#### SOURCE RECORDS

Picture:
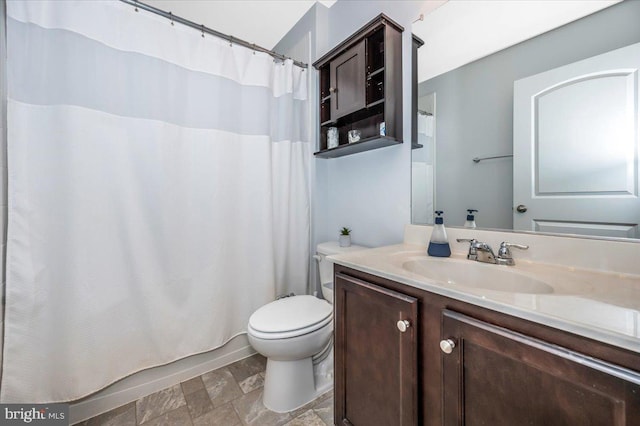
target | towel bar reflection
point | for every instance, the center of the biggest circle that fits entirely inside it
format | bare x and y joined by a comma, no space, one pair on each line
477,159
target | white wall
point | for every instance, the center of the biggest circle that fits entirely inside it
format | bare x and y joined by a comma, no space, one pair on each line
3,171
462,31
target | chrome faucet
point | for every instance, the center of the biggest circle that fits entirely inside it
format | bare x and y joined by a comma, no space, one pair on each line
482,252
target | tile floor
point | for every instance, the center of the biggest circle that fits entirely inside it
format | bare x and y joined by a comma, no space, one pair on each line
229,396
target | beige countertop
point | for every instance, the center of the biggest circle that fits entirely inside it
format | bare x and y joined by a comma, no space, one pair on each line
600,305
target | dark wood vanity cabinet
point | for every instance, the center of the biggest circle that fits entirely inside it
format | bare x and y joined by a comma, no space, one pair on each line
361,89
376,347
496,376
499,369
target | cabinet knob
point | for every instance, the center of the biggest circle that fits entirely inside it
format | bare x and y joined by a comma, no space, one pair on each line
403,325
447,345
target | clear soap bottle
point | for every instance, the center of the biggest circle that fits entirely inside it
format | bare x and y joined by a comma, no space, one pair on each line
439,243
471,219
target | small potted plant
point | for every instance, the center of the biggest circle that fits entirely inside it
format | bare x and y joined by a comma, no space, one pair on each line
345,237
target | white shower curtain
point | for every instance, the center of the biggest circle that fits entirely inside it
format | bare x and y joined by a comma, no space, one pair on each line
158,193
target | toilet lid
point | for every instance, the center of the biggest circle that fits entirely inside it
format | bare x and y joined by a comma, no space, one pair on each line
289,314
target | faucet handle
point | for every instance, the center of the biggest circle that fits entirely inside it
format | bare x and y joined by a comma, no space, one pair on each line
473,247
504,251
466,240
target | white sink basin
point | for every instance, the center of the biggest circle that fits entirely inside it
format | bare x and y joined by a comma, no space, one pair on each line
471,274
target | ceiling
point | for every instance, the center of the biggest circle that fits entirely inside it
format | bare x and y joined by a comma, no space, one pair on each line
263,22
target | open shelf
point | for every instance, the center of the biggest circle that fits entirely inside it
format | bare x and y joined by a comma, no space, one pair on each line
362,145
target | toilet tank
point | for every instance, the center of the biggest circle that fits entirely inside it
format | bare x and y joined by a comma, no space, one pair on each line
326,266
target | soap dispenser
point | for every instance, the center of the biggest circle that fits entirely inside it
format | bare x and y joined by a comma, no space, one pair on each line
471,219
439,244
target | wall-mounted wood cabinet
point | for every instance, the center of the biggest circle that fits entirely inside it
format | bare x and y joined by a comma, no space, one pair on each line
361,89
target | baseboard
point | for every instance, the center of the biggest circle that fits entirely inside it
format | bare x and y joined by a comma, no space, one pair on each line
154,379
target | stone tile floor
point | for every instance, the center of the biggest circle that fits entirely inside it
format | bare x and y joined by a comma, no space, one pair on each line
228,396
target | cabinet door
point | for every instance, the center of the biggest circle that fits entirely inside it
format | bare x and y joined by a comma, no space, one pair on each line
375,362
348,82
495,376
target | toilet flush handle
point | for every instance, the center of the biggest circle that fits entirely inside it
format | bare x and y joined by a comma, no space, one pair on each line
403,325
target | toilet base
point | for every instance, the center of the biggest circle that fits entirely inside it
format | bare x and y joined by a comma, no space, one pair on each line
293,386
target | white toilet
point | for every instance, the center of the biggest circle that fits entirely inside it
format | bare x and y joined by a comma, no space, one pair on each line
295,335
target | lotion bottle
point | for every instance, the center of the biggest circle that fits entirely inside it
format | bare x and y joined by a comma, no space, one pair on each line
471,219
439,244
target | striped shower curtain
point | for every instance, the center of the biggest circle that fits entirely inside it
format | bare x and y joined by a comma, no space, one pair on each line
158,193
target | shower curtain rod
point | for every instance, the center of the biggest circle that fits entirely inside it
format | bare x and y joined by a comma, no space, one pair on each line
173,18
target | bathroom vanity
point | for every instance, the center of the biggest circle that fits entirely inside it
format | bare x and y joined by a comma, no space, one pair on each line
450,341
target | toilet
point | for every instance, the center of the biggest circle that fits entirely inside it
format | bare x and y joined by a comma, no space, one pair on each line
295,334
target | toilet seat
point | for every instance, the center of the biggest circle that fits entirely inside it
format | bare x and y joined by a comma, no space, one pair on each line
290,317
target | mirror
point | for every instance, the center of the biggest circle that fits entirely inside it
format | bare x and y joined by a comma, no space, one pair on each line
472,117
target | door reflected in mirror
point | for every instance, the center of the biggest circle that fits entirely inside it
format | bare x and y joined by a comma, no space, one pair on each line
475,119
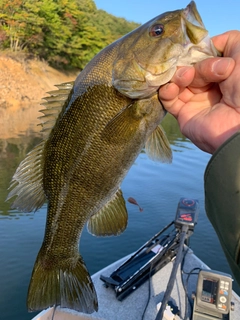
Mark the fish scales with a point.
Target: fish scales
(93, 130)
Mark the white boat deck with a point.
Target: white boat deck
(132, 307)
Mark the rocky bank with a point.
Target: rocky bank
(23, 83)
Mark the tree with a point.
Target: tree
(64, 32)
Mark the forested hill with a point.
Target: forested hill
(63, 33)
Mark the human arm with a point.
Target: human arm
(205, 99)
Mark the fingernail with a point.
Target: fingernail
(220, 66)
(181, 71)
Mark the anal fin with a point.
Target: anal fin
(68, 285)
(111, 219)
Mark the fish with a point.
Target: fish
(93, 130)
(133, 201)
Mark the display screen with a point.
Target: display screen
(209, 291)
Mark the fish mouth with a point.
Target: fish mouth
(196, 36)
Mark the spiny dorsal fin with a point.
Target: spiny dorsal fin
(54, 104)
(111, 219)
(157, 146)
(27, 182)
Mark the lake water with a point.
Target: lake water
(157, 188)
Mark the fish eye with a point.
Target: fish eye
(156, 30)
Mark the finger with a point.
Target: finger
(183, 76)
(212, 70)
(168, 92)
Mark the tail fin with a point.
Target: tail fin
(70, 288)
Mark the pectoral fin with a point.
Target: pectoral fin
(27, 182)
(123, 127)
(111, 219)
(157, 146)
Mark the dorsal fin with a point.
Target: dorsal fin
(27, 182)
(54, 104)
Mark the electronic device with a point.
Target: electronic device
(187, 213)
(212, 299)
(155, 253)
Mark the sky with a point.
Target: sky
(218, 15)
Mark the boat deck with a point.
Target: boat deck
(133, 306)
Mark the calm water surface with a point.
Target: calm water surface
(157, 188)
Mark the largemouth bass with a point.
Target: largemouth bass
(93, 130)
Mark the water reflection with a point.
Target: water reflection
(15, 148)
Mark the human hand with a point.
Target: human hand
(205, 98)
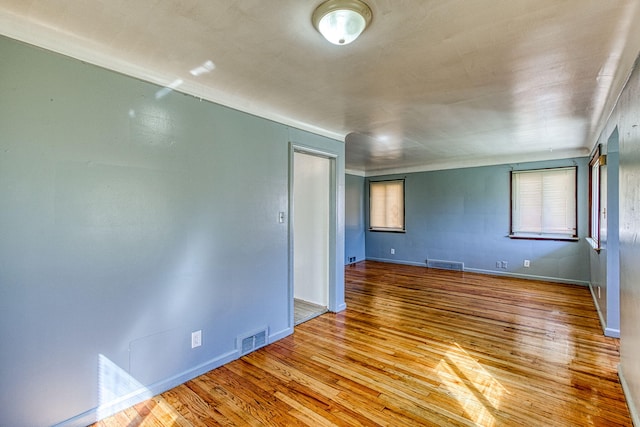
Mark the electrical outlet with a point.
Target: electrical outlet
(196, 339)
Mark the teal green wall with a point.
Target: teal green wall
(625, 123)
(129, 220)
(354, 219)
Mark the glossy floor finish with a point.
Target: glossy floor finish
(418, 346)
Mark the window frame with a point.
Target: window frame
(404, 219)
(542, 235)
(596, 161)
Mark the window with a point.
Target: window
(386, 205)
(596, 161)
(543, 204)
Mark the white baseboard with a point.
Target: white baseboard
(144, 393)
(490, 272)
(635, 417)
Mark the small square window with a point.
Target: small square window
(386, 205)
(543, 204)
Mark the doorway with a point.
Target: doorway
(311, 234)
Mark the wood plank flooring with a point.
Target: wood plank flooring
(417, 346)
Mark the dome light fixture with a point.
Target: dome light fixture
(341, 21)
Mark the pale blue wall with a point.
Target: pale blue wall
(463, 215)
(129, 220)
(605, 271)
(354, 218)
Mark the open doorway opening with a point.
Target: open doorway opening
(311, 234)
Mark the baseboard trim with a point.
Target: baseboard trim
(529, 276)
(635, 417)
(613, 333)
(395, 261)
(142, 394)
(341, 307)
(280, 334)
(491, 272)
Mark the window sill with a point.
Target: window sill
(594, 245)
(543, 237)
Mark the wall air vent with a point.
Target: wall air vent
(445, 265)
(253, 341)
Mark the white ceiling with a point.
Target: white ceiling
(431, 84)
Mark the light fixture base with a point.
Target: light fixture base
(341, 21)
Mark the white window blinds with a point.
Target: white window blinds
(544, 202)
(386, 205)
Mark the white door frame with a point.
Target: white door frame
(333, 223)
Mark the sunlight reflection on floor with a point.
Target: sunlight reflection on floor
(477, 391)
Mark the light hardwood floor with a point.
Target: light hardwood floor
(417, 347)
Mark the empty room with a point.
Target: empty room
(305, 213)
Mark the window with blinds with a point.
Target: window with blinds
(386, 205)
(543, 203)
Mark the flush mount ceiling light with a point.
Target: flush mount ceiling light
(341, 21)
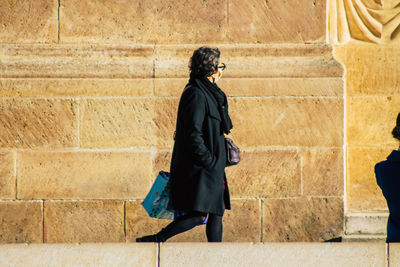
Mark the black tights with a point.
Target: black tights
(191, 220)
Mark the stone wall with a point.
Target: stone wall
(192, 254)
(365, 40)
(88, 100)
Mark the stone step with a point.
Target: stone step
(201, 254)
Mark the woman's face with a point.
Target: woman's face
(217, 75)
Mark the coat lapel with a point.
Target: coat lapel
(212, 103)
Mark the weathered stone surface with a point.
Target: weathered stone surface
(323, 172)
(370, 120)
(21, 222)
(166, 110)
(273, 254)
(76, 61)
(7, 175)
(102, 255)
(254, 61)
(265, 174)
(243, 222)
(282, 86)
(117, 123)
(394, 254)
(75, 87)
(305, 219)
(28, 21)
(259, 86)
(31, 123)
(364, 238)
(83, 221)
(83, 175)
(363, 193)
(370, 77)
(274, 21)
(143, 22)
(169, 87)
(366, 224)
(287, 121)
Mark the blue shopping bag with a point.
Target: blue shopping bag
(157, 199)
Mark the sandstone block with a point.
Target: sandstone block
(394, 254)
(305, 219)
(169, 87)
(282, 86)
(259, 86)
(370, 120)
(366, 224)
(263, 22)
(21, 222)
(273, 254)
(287, 121)
(75, 87)
(366, 76)
(32, 123)
(143, 22)
(265, 174)
(323, 172)
(7, 175)
(363, 193)
(166, 110)
(29, 21)
(83, 221)
(243, 222)
(83, 175)
(76, 61)
(254, 61)
(117, 123)
(102, 255)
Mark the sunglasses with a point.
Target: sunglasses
(222, 66)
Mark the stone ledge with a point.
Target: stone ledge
(163, 61)
(192, 254)
(366, 224)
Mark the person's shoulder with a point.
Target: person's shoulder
(192, 91)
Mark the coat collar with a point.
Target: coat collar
(201, 86)
(394, 156)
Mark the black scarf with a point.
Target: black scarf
(220, 98)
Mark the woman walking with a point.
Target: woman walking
(388, 178)
(197, 181)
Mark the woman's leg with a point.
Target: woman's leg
(214, 228)
(180, 225)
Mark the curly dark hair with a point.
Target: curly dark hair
(204, 61)
(396, 130)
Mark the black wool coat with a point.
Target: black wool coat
(197, 180)
(388, 178)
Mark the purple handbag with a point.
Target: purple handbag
(232, 152)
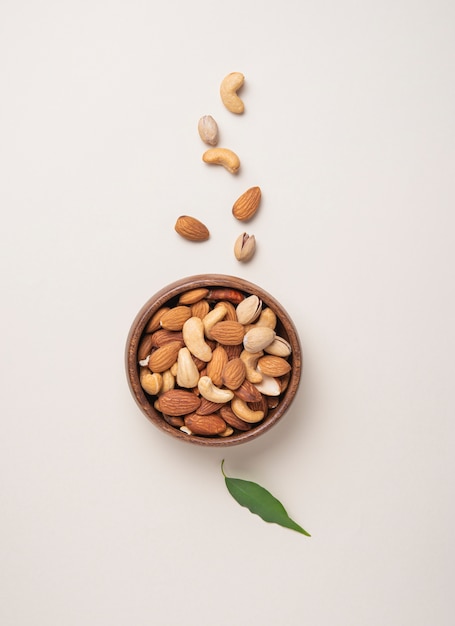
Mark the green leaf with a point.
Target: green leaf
(260, 502)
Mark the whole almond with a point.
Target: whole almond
(163, 336)
(234, 373)
(193, 295)
(228, 332)
(154, 322)
(163, 358)
(191, 228)
(258, 338)
(175, 318)
(248, 392)
(206, 425)
(178, 402)
(200, 309)
(274, 365)
(216, 365)
(231, 418)
(247, 204)
(207, 407)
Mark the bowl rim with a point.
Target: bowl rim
(171, 291)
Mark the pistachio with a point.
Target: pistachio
(244, 247)
(249, 309)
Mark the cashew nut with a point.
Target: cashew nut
(251, 360)
(187, 371)
(222, 156)
(212, 318)
(242, 410)
(269, 386)
(228, 92)
(210, 392)
(151, 383)
(168, 381)
(193, 336)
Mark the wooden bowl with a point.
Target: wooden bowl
(168, 296)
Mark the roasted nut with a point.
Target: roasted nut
(249, 309)
(193, 336)
(272, 365)
(213, 393)
(229, 87)
(193, 296)
(208, 130)
(191, 228)
(187, 371)
(242, 410)
(216, 365)
(163, 358)
(246, 205)
(206, 425)
(258, 338)
(178, 402)
(218, 371)
(228, 333)
(175, 318)
(244, 247)
(234, 373)
(222, 156)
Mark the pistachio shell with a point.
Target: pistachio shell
(249, 309)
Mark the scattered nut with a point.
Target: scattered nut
(244, 247)
(208, 130)
(222, 156)
(228, 92)
(246, 205)
(191, 228)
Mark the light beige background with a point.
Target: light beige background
(349, 130)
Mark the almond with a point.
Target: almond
(154, 322)
(200, 309)
(234, 373)
(192, 296)
(175, 318)
(231, 418)
(163, 358)
(207, 407)
(248, 392)
(191, 228)
(273, 365)
(228, 332)
(178, 402)
(216, 365)
(247, 204)
(206, 425)
(162, 337)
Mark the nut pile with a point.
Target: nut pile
(213, 362)
(246, 206)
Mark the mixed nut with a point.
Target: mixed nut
(213, 362)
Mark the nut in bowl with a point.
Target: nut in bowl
(213, 360)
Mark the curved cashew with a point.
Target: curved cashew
(279, 347)
(224, 157)
(242, 410)
(228, 92)
(251, 360)
(193, 336)
(168, 381)
(187, 371)
(269, 386)
(212, 318)
(210, 392)
(151, 383)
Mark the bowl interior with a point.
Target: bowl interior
(168, 296)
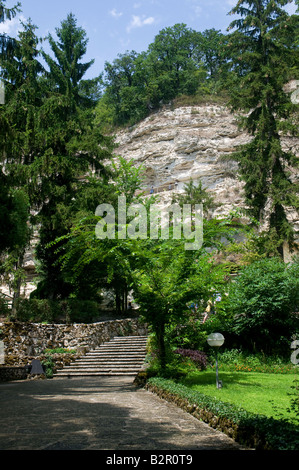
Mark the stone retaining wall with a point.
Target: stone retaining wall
(26, 341)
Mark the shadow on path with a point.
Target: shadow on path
(106, 413)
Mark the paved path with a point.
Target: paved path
(106, 413)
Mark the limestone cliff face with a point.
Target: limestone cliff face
(186, 143)
(175, 145)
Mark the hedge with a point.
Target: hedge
(249, 429)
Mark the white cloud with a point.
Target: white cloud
(139, 22)
(13, 26)
(115, 13)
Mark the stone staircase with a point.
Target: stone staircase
(122, 355)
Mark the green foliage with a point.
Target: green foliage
(249, 429)
(50, 311)
(261, 305)
(180, 61)
(262, 55)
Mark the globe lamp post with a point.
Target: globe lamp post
(215, 340)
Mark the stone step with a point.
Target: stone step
(120, 356)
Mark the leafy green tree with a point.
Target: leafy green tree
(195, 194)
(261, 306)
(261, 57)
(211, 45)
(173, 55)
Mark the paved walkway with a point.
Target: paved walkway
(106, 413)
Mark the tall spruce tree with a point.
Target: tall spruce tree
(70, 147)
(263, 56)
(7, 43)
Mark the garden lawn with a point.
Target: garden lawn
(261, 393)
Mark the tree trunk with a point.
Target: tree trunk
(160, 333)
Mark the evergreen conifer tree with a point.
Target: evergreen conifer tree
(262, 54)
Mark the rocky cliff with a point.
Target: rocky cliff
(177, 145)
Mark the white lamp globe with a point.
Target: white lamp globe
(215, 339)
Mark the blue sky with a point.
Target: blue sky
(117, 26)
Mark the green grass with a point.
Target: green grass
(262, 393)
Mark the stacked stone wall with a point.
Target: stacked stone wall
(23, 342)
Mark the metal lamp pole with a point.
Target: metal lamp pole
(216, 340)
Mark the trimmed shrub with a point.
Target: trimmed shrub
(251, 430)
(199, 358)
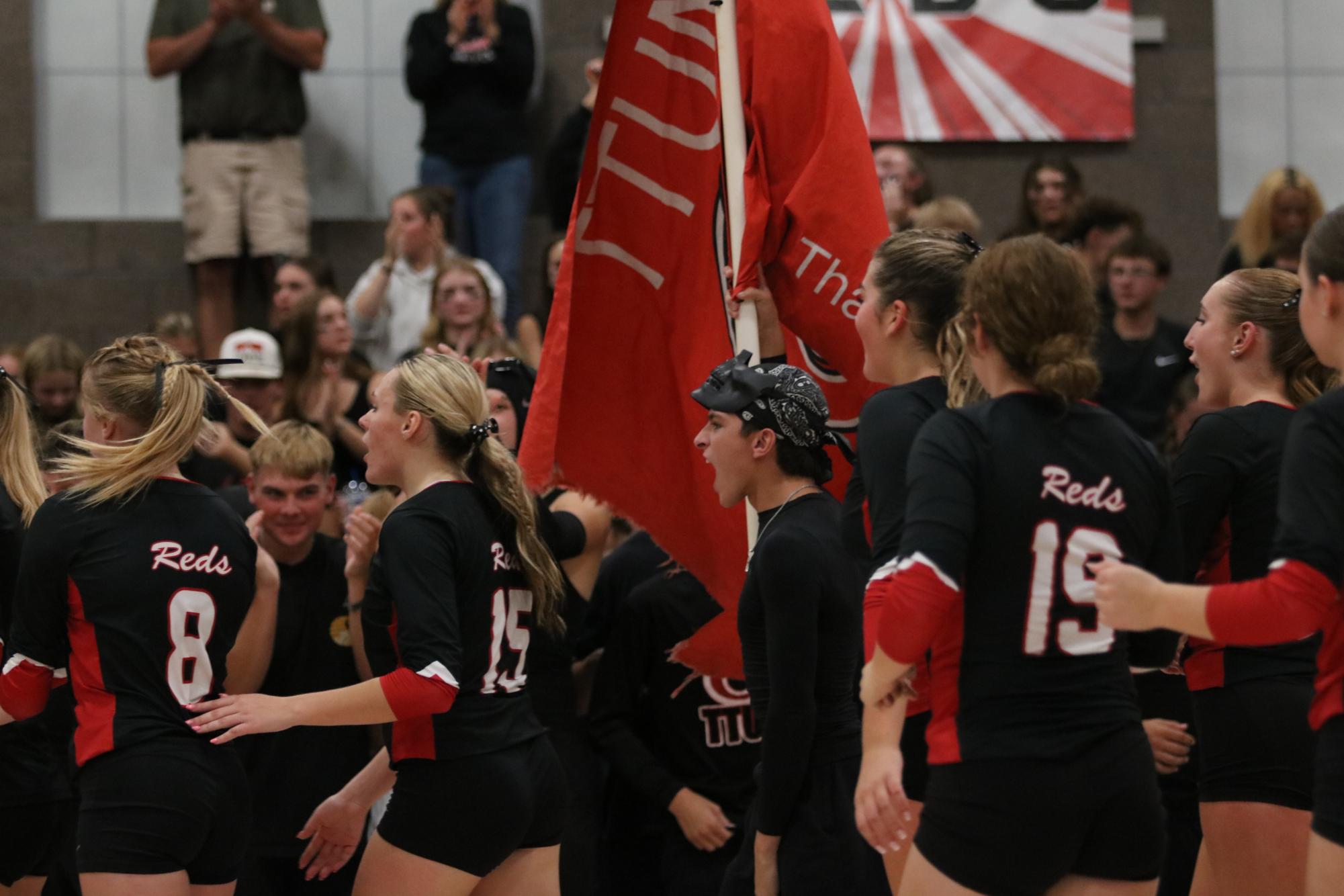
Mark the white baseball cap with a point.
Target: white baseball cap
(260, 353)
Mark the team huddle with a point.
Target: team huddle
(969, 722)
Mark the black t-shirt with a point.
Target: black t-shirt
(1008, 502)
(660, 729)
(292, 772)
(801, 627)
(448, 597)
(143, 600)
(474, 93)
(1138, 378)
(1226, 490)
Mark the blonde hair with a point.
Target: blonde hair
(451, 396)
(949, 213)
(1269, 299)
(292, 449)
(1254, 234)
(1034, 300)
(488, 342)
(144, 381)
(19, 472)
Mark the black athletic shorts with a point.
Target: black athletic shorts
(162, 807)
(1328, 805)
(1016, 827)
(474, 812)
(914, 756)
(30, 839)
(1255, 745)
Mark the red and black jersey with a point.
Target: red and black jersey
(1226, 490)
(143, 600)
(448, 602)
(1301, 593)
(1008, 502)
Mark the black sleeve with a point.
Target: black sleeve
(887, 429)
(791, 590)
(617, 691)
(1310, 491)
(1206, 471)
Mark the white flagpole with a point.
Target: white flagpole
(734, 132)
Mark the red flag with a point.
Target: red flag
(639, 316)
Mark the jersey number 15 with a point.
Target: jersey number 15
(1078, 588)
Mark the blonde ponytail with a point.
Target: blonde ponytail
(451, 396)
(146, 382)
(19, 472)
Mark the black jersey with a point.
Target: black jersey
(294, 770)
(449, 600)
(660, 727)
(1010, 499)
(1138, 378)
(146, 597)
(1226, 490)
(801, 627)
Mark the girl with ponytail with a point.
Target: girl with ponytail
(1249, 703)
(1005, 500)
(138, 582)
(457, 582)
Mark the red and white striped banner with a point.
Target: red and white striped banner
(1011, 71)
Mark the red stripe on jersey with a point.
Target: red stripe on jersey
(96, 709)
(412, 738)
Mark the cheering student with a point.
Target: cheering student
(1298, 596)
(801, 629)
(478, 792)
(909, 296)
(1040, 776)
(140, 581)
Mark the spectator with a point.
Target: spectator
(295, 280)
(52, 371)
(1051, 190)
(221, 456)
(324, 385)
(565, 156)
(307, 648)
(469, 64)
(389, 304)
(1285, 202)
(903, 181)
(461, 316)
(242, 108)
(946, 213)
(179, 331)
(1143, 357)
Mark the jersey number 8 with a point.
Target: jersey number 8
(1083, 545)
(191, 621)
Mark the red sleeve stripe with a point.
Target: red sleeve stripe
(918, 600)
(417, 695)
(1286, 605)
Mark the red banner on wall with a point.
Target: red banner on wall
(1003, 71)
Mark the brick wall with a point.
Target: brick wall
(95, 280)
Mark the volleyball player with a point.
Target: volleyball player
(1040, 774)
(1250, 703)
(33, 781)
(1300, 594)
(909, 296)
(478, 793)
(142, 580)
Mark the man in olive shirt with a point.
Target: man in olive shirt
(242, 108)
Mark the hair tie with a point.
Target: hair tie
(482, 432)
(969, 242)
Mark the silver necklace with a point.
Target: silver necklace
(761, 534)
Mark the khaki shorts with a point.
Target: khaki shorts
(236, 186)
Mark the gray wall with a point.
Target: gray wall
(96, 280)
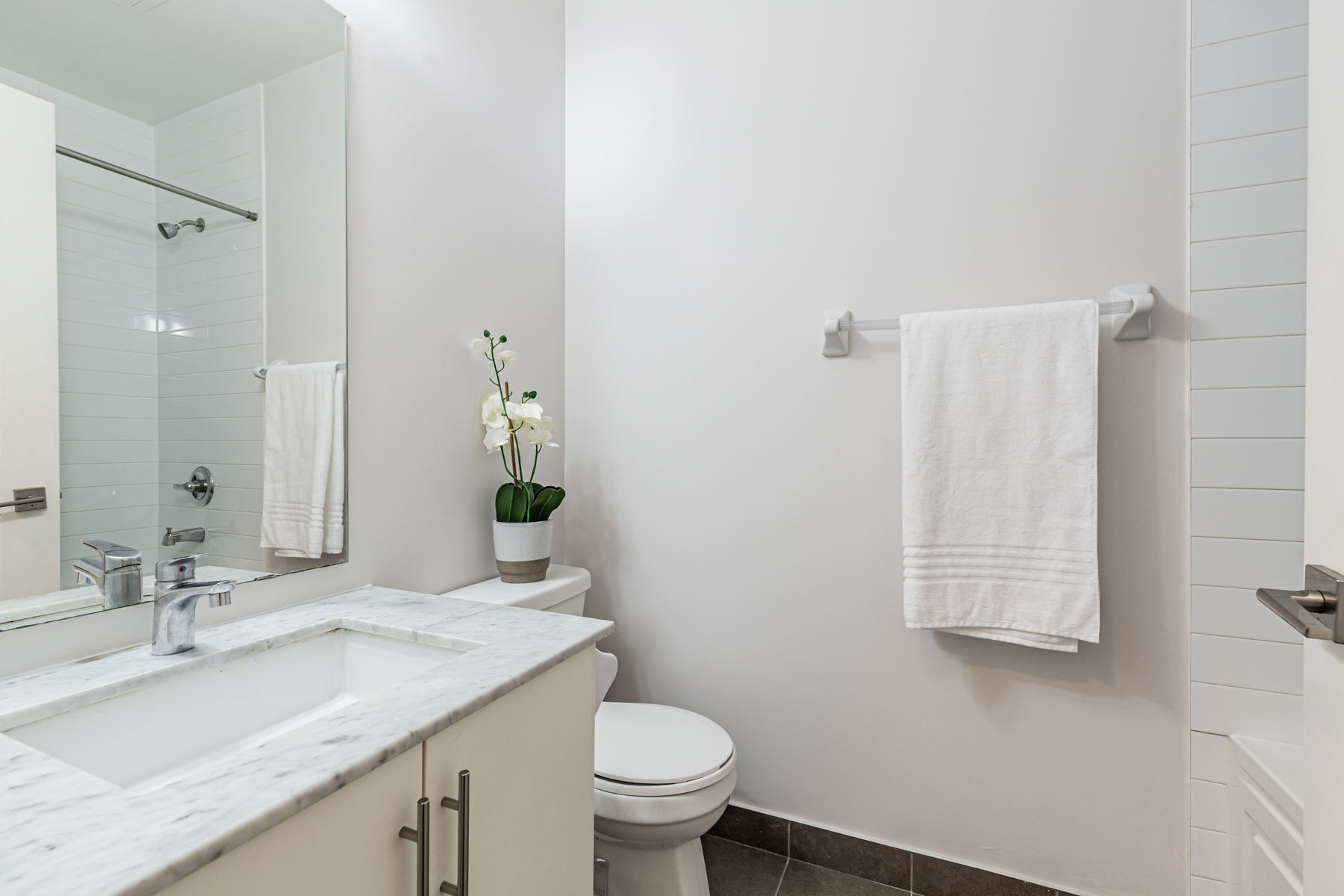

########

» **WHAT THE TASK ASKS**:
Nothing should appear in the answer except the lines from the first line of the data through the line holding "target | white wall", exactly as written, with pictures left out.

» **RESULT OF THIS TASK**:
Picture:
target | towel bar reflection
point | for every instance, the center of the biggest circle that fits entirely inside it
format | bare x and y joined by a comma, no space, one pair on each line
477,159
target | white wall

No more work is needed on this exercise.